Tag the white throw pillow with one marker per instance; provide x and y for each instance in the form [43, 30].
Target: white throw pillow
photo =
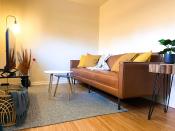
[102, 65]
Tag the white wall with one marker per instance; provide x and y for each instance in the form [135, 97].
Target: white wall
[136, 26]
[55, 30]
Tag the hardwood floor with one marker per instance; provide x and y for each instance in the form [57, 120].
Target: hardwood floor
[133, 120]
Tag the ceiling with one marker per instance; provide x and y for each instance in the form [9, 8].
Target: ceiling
[90, 2]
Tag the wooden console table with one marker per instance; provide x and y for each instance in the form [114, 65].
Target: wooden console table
[164, 74]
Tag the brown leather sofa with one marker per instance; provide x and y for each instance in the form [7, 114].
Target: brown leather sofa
[132, 80]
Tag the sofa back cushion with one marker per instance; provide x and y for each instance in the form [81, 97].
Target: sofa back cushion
[112, 59]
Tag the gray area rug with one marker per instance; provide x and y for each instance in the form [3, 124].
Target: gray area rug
[46, 110]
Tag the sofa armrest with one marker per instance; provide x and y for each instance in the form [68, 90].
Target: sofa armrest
[74, 63]
[135, 79]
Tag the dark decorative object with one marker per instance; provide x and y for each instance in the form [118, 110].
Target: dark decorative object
[169, 56]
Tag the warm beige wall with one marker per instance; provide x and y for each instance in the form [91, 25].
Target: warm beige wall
[137, 25]
[55, 30]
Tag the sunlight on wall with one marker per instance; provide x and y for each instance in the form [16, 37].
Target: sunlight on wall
[136, 26]
[141, 41]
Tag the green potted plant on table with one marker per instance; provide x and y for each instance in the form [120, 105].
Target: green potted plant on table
[169, 51]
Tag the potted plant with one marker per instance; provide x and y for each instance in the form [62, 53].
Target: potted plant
[169, 51]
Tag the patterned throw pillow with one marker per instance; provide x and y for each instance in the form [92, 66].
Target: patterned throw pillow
[102, 61]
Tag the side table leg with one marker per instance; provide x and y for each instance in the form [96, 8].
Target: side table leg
[169, 86]
[56, 86]
[152, 105]
[70, 86]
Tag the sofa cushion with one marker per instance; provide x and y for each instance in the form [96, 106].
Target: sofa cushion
[112, 60]
[108, 78]
[124, 58]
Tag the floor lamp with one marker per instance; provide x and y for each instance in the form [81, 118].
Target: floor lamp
[7, 69]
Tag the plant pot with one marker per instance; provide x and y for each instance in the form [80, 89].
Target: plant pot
[169, 58]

-*-*-

Copy all of the records above word for word, leaving out the picture.

§ Answer for this exercise
Tag the white throw pillow with one marker per instance; provide x and y for each instance in the form [43, 30].
Target: white throw pillow
photo =
[102, 65]
Tag the white wall with one marker per instance; provide x and y for each instance in the form [135, 97].
Target: white wall
[136, 26]
[55, 30]
Tag the hardwood floor with one marker per instance; provide x and y for each instance in the form [57, 120].
Target: hardwood floor
[133, 120]
Tag the ceiling with one marker per instance; provide x and y for each instance in the form [9, 8].
Target: ceiling
[90, 2]
Tag the wooden console table with one marker per instance; provide x and y for each instance in the form [114, 65].
Target: wooden console table
[164, 74]
Tag the brown leather sofa with one marker per instance; provide x and y for each instance in the form [7, 114].
Target: brown leather sofa
[132, 80]
Tag the sofa back cushion with one marker per instance; provide x and y for each instance in the form [81, 97].
Target: sofa back cushion
[112, 59]
Tag the gray area rug with one marker per instance; provide x and y for each instance in the form [3, 124].
Target: gray area rug
[46, 110]
Tag the sofa armrest with one marker per instance; provide x and y for each instance in the form [68, 90].
Target: sofa armrest
[74, 63]
[135, 79]
Tag the dark decorative object with one marker per instance; provide x and y for each instance in the form [118, 110].
Target: dark decorative object
[169, 56]
Tag the warm beige wall with one marker per instance; provide x and y for each instance in the form [91, 25].
Target: warm beige wall
[137, 25]
[55, 30]
Tag the sunlight on wall with one marker per instance; provide x and y for each instance in the form [16, 37].
Target: sunlight on wall
[136, 26]
[141, 41]
Tag the green potted plant on table with one marker per instance; provide x and y for each instance in the form [120, 105].
Target: green potted plant on table
[169, 51]
Tag the potted plant with one marker per instance; provide x and y for each instance in the form [62, 53].
Target: potted plant
[169, 51]
Tag the patterned throw pillow with one marker per instance; provide x and y for each instance in the form [92, 66].
Target: patterned throw pillow
[102, 61]
Tag the side table leg with one marker per instance; provide x and y for each instance in the form [96, 8].
Target: side table leg
[169, 86]
[56, 86]
[152, 105]
[70, 86]
Tag the sofa cushion with one marker per instance; provide x and y for each instance in the form [96, 106].
Target: sofa cushion
[112, 60]
[108, 78]
[124, 58]
Tag the floor lamp with one marker per instance; provide x and y for each instance in the form [81, 118].
Target: floor lamp
[7, 69]
Tag the plant pot with one marker per instance; provide x and y for each instance in the form [80, 89].
Target: plant pot
[169, 58]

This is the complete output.